Extracted entries.

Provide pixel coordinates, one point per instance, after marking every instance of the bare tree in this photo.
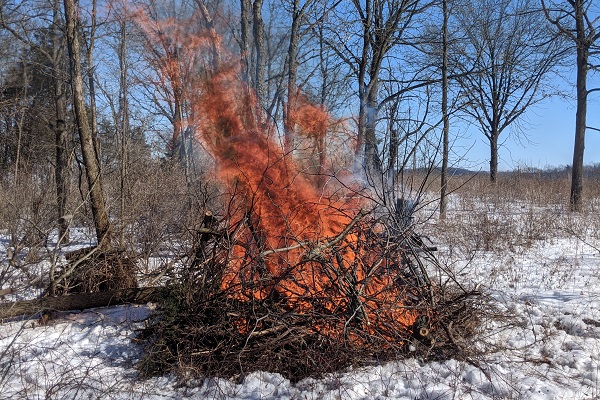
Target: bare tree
(382, 25)
(88, 149)
(445, 116)
(579, 22)
(54, 56)
(510, 47)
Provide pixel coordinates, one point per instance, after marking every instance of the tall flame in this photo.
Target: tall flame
(293, 243)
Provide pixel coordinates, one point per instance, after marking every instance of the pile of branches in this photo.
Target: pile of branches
(202, 328)
(91, 269)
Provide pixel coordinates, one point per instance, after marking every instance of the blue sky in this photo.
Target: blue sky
(550, 131)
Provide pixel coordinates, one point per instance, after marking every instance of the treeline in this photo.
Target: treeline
(113, 84)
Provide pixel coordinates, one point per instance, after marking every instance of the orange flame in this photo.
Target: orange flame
(292, 242)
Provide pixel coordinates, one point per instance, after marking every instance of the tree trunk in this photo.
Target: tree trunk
(61, 171)
(245, 17)
(91, 83)
(493, 157)
(81, 301)
(261, 52)
(123, 122)
(88, 149)
(581, 114)
(446, 129)
(292, 72)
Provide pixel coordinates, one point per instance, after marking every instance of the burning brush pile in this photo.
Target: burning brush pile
(292, 279)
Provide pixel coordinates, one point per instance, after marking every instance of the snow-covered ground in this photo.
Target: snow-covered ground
(550, 350)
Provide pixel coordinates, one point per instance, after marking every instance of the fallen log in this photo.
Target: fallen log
(81, 301)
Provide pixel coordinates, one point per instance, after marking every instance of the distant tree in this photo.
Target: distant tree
(47, 45)
(366, 41)
(511, 51)
(88, 148)
(445, 113)
(579, 22)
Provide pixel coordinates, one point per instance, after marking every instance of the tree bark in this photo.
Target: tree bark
(493, 157)
(261, 52)
(581, 114)
(88, 149)
(82, 301)
(245, 17)
(446, 128)
(292, 72)
(61, 171)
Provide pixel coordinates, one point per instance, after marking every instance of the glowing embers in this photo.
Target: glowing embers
(292, 245)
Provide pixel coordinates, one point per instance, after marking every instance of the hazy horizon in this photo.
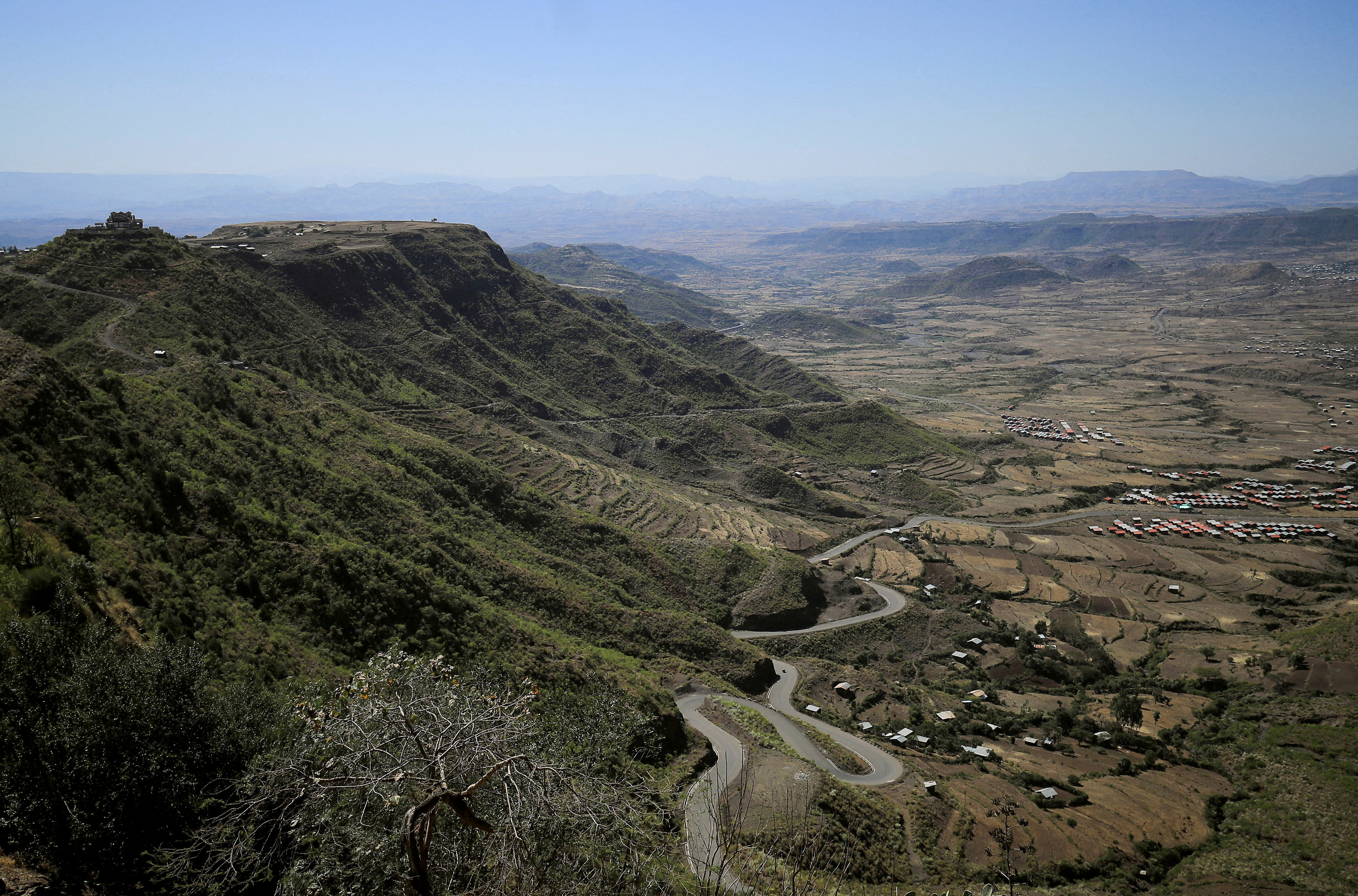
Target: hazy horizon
(549, 90)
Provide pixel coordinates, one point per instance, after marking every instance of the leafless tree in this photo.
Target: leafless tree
(412, 777)
(1007, 837)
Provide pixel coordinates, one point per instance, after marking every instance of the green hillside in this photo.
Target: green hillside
(648, 298)
(752, 365)
(269, 504)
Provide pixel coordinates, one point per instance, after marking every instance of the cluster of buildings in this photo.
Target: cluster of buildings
(117, 224)
(1182, 500)
(1327, 466)
(1215, 529)
(1267, 493)
(1335, 355)
(1056, 429)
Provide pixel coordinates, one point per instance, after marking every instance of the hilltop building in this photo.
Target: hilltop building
(119, 224)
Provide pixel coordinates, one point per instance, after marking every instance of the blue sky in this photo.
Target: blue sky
(747, 90)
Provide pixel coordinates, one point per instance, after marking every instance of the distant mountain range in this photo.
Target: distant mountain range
(525, 214)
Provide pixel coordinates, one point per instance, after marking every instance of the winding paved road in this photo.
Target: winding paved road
(703, 845)
(895, 603)
(106, 336)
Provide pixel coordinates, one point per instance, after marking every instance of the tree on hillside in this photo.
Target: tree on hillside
(15, 503)
(1007, 837)
(106, 747)
(1126, 709)
(412, 777)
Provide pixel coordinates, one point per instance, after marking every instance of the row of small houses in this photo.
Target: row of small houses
(908, 736)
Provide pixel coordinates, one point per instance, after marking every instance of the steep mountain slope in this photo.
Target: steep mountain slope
(291, 533)
(752, 365)
(426, 321)
(651, 299)
(439, 307)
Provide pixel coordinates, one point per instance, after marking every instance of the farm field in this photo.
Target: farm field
(1205, 363)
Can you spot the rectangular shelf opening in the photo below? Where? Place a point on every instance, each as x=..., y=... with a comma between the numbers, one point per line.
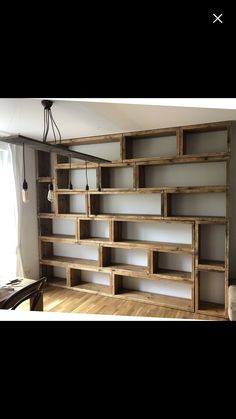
x=72, y=204
x=162, y=293
x=124, y=259
x=212, y=245
x=57, y=228
x=108, y=150
x=94, y=230
x=182, y=175
x=55, y=275
x=150, y=145
x=211, y=297
x=207, y=204
x=154, y=233
x=117, y=177
x=44, y=206
x=90, y=281
x=62, y=254
x=177, y=265
x=205, y=141
x=126, y=204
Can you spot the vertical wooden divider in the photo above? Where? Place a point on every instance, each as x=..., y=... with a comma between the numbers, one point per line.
x=179, y=142
x=196, y=257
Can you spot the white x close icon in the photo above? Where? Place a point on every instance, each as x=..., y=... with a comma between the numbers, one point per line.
x=217, y=18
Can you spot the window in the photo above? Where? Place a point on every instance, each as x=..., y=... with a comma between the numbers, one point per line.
x=8, y=215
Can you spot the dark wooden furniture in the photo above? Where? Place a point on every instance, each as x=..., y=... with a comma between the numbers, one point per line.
x=17, y=291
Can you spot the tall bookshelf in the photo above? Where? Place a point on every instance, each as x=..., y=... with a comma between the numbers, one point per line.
x=156, y=217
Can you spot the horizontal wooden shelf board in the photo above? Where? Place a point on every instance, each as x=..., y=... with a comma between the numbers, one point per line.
x=197, y=218
x=170, y=247
x=157, y=299
x=211, y=265
x=93, y=288
x=212, y=309
x=128, y=216
x=60, y=216
x=79, y=191
x=64, y=261
x=171, y=273
x=96, y=240
x=174, y=159
x=126, y=267
x=45, y=179
x=188, y=158
x=59, y=238
x=56, y=281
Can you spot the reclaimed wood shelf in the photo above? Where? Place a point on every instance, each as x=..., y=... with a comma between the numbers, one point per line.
x=99, y=223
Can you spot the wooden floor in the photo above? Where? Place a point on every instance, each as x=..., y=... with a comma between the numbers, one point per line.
x=69, y=301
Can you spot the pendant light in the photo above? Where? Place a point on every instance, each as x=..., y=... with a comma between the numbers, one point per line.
x=86, y=174
x=25, y=192
x=70, y=186
x=99, y=176
x=51, y=193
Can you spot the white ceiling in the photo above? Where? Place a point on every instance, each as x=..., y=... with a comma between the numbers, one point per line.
x=81, y=118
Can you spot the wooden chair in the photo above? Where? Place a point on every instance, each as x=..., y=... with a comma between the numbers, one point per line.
x=34, y=292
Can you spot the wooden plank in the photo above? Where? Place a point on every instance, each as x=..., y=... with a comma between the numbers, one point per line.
x=179, y=142
x=96, y=139
x=156, y=299
x=152, y=245
x=212, y=309
x=58, y=238
x=59, y=149
x=209, y=265
x=190, y=158
x=64, y=261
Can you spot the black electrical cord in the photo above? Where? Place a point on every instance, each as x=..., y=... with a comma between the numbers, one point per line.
x=25, y=184
x=70, y=184
x=48, y=118
x=86, y=174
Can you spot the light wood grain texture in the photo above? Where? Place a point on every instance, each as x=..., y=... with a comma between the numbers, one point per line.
x=56, y=170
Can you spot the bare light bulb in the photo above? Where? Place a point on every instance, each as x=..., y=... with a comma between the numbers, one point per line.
x=25, y=192
x=50, y=196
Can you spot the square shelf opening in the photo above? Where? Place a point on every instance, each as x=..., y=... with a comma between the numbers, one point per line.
x=201, y=142
x=54, y=274
x=208, y=204
x=172, y=264
x=150, y=145
x=90, y=281
x=212, y=243
x=94, y=229
x=211, y=287
x=177, y=175
x=117, y=177
x=44, y=164
x=72, y=204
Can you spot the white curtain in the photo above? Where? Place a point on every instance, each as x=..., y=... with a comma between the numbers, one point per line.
x=10, y=211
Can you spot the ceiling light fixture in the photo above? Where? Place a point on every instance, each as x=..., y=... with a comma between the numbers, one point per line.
x=57, y=147
x=47, y=104
x=25, y=193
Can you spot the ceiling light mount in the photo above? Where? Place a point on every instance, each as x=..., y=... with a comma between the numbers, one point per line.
x=47, y=104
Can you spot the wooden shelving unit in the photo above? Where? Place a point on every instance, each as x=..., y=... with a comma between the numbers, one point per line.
x=102, y=217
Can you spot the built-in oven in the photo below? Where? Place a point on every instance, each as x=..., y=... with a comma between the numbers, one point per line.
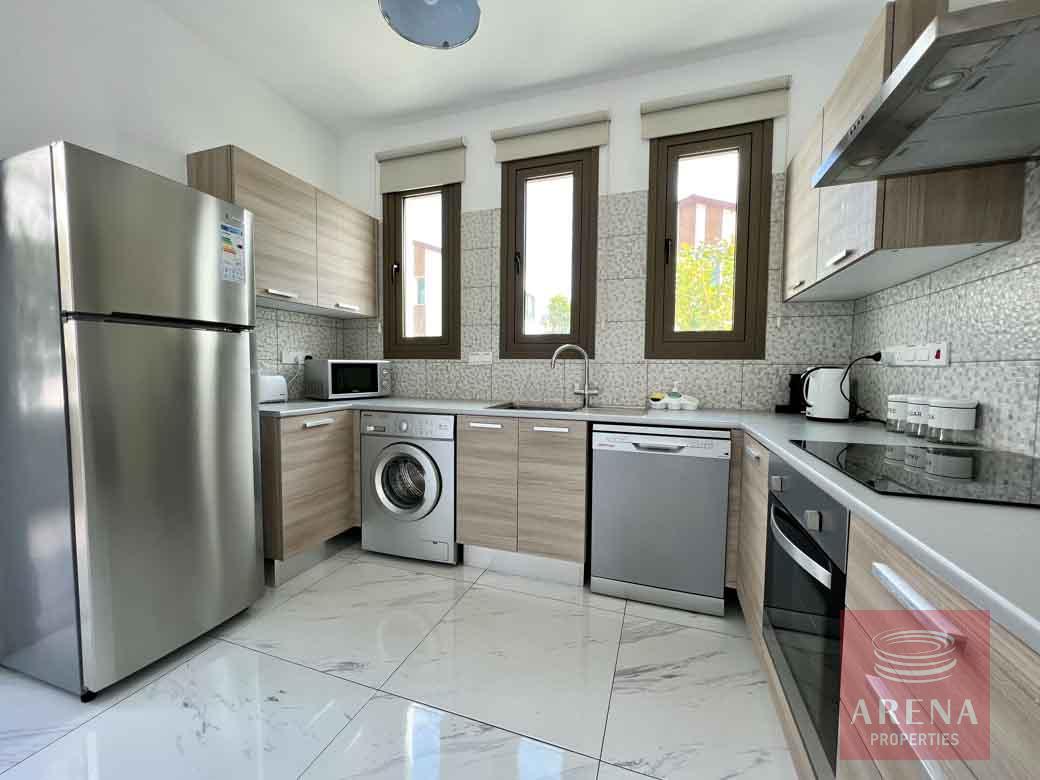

Requirement. Reproduce verbatim the lines of the entries between the line containing "Can you spot the rectangular" and the line containing "x=69, y=301", inclusive, omitting the pictures.

Reply to the task.
Can you spot the rectangular shelf opening in the photo below? Where? Place a point on every instance, each as x=..., y=... with a comma between the numbers, one point per line.
x=72, y=204
x=162, y=293
x=124, y=259
x=212, y=245
x=57, y=228
x=108, y=150
x=94, y=230
x=182, y=175
x=55, y=275
x=150, y=145
x=211, y=297
x=207, y=204
x=154, y=233
x=117, y=177
x=44, y=206
x=90, y=281
x=62, y=254
x=177, y=265
x=205, y=141
x=126, y=204
Can you spot the vertical wooden divider in the photo above? Where? Place a point on every instance, each as x=..., y=... with a comma between the numbers, one point per line.
x=179, y=142
x=196, y=257
Can you spot the white x close icon in the photo above? Where? Place a point on every instance, each as x=..., y=... with a comma between the numbers, one point per line.
x=217, y=18
Can you spot the window in the photo above? Where? Place a point on every instance, each as x=..., y=... with a comma between the numbers, one point per line.
x=8, y=215
Can you spot the dark wooden furniture in the photo above? Where? Place a point on every instance, each as x=..., y=... with a comma between the numbers, one point per line.
x=17, y=291
Can you spot the tall bookshelf in the photo above? Where? Place a point on every instance, each as x=..., y=... with a comma between the numbers, one point per line.
x=156, y=217
Can you spot the horizontal wooden shelf board in the photo above? Where? Place a point on every instance, each as x=..., y=... with a comma between the numbers, one point per line.
x=197, y=218
x=170, y=247
x=157, y=299
x=211, y=265
x=93, y=288
x=212, y=309
x=128, y=216
x=60, y=216
x=79, y=191
x=64, y=261
x=171, y=273
x=96, y=240
x=174, y=159
x=126, y=267
x=45, y=179
x=188, y=158
x=59, y=238
x=56, y=281
Can you spot the reclaimed wood shelf in the photo above? Where? Place a point on every instance, each as x=..., y=... with a comma between the numbers, one point per line.
x=99, y=223
Can you spot the wooden floor in the photo above? Where? Place a point on every instance, each as x=..., y=... with a comma between the numbers, one point per line.
x=69, y=301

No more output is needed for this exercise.